### EXERCICE PROPOSÉ 1
Recopiez à l'identique les lignes placées après l'extrait, de la toute première jusqu'à celle qui contient « [885,380,945,432] », incluse.
┌─ EXTRAIT DE PAGE
À notre avis, l’article 107 C.t. érige donc une entrave substantielle à la négociation collective de bonne foi et porte ainsi atteinte à l’article 2 d) de la Charte canadienne.

5.2.3 La justification en regard de l’article premier de la Charte canadienne des droits et libertés

Reste cependant à analyser la justification éventuelle de cette atteinte à la liberté constitutionnelle d’association, du point de vue de l’article premier de la Charte canadienne. Le test applicable, comme on sait, est celui de l’arrêt R. c. Oakes[158]. Pour satisfaire le fardeau de preuve qui y est associé, celui qui invoque la norme de justification doit démontrer à la fois la rationalité de l’objectif poursuivi et la proportionnalité du moyen utilisé pour atteindre l’objectif. Ce dernier est rationnel dans la mesure où son caractère pressant et important justifie de poser des limites au droit constitutionnel en cause (en l’occurrence la liberté d’association). La proportionnalité du moyen utilisé pour atteindre l’objectif exige — pour se limiter ici à l’élément de preuve le plus déterminant — la preuve d’une atteinte minimale au droit ou à la liberté visée par le litige. Une telle preuve s’avère convaincante si elle établit que, parmi une gamme de choix législatifs possibles, le législateur opte pour le moyen qui, raisonnablement, est de nature à porter atteinte « le moins possible » à ce droit ou à cette liberté.
└─
┌─ LISTE
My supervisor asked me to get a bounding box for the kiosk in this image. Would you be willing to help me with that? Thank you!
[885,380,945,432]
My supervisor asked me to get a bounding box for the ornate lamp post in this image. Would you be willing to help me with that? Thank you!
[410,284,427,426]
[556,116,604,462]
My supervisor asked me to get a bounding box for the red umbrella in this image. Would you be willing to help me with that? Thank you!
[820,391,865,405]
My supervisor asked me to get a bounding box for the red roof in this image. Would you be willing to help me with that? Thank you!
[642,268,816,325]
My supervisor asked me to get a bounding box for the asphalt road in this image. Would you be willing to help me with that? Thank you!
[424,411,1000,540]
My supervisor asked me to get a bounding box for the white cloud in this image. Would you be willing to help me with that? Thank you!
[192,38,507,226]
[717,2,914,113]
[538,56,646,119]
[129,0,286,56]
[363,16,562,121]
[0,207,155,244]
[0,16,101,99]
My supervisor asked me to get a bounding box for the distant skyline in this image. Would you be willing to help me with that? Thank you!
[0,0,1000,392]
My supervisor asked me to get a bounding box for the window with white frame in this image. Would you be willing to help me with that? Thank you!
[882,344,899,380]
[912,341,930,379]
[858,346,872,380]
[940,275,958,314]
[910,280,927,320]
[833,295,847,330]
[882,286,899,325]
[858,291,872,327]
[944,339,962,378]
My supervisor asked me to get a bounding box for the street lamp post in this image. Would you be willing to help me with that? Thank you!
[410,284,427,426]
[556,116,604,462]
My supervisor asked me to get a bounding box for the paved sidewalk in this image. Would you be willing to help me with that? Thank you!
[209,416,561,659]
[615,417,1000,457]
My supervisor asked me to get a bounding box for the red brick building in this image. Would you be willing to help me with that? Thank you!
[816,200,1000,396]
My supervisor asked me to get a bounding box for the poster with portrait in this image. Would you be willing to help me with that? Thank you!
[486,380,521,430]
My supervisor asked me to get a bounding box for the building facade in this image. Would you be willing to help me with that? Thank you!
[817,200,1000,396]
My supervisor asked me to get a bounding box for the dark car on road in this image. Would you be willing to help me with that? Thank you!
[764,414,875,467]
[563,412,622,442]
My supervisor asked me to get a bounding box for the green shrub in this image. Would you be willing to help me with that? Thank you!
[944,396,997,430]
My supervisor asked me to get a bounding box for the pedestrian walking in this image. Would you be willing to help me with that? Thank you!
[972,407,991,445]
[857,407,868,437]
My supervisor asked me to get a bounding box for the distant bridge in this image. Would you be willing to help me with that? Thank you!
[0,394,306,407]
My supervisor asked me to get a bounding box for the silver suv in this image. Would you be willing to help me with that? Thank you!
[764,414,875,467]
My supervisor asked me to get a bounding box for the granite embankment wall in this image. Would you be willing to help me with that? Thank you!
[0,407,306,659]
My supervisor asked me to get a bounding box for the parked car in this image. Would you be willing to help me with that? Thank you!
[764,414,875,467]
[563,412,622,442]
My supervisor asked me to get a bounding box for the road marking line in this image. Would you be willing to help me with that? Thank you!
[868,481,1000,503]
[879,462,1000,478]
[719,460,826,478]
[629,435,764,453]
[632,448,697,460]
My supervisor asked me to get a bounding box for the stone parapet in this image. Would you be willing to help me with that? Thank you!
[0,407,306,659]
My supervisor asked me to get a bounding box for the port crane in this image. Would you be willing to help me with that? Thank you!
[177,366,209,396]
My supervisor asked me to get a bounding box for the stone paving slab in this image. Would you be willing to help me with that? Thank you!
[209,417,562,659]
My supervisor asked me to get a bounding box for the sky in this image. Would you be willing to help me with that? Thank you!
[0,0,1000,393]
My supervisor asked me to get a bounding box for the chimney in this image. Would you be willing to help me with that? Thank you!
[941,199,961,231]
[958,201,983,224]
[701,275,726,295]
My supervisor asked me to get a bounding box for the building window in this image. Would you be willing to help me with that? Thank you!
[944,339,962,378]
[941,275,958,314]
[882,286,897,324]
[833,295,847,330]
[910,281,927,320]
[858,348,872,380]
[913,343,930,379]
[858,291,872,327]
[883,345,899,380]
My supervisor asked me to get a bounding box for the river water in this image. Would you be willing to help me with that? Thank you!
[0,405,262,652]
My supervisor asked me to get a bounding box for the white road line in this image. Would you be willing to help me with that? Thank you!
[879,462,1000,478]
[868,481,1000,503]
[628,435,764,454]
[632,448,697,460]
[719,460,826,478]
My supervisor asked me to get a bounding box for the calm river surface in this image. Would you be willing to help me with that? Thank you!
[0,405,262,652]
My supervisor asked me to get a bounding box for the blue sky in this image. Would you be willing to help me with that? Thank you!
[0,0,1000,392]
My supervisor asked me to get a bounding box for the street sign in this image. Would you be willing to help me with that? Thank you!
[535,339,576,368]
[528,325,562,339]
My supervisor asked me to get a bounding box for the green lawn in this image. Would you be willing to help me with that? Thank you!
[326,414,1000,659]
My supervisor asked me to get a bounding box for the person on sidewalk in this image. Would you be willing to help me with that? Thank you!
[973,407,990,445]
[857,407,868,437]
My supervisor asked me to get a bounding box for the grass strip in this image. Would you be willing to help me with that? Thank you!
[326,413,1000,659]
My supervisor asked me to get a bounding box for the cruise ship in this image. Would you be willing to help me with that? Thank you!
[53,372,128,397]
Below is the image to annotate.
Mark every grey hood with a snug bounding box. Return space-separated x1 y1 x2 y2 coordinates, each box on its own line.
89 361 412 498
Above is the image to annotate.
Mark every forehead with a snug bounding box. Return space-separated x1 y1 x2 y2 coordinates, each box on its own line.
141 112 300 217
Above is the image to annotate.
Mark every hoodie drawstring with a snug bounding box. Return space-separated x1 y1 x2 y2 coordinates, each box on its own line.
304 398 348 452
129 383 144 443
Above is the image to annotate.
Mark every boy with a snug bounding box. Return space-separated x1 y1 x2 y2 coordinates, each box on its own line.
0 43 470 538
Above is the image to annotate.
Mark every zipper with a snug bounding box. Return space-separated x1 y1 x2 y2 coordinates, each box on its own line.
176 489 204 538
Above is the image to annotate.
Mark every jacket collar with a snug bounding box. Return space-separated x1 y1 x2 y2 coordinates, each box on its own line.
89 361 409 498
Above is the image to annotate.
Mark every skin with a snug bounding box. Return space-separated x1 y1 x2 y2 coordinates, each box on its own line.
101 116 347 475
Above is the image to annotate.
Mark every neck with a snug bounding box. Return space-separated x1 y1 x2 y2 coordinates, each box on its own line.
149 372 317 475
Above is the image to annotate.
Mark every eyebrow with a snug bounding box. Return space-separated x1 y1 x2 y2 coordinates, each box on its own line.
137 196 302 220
└─
### EXERCICE PROPOSÉ 2
D'après l'extrait, de quel arrêt vient le test applicable pour justifier une atteinte au regard de l'article premier de la Charte canadienne ?

### RÉPONSE COMPLÈTE 1
My supervisor asked me to get a bounding box for the kiosk in this image. Would you be willing to help me with that? Thank you!
[885,380,945,432]

### RÉPONSE COMPLÈTE 2
De l'arrêt R. c. Oakes.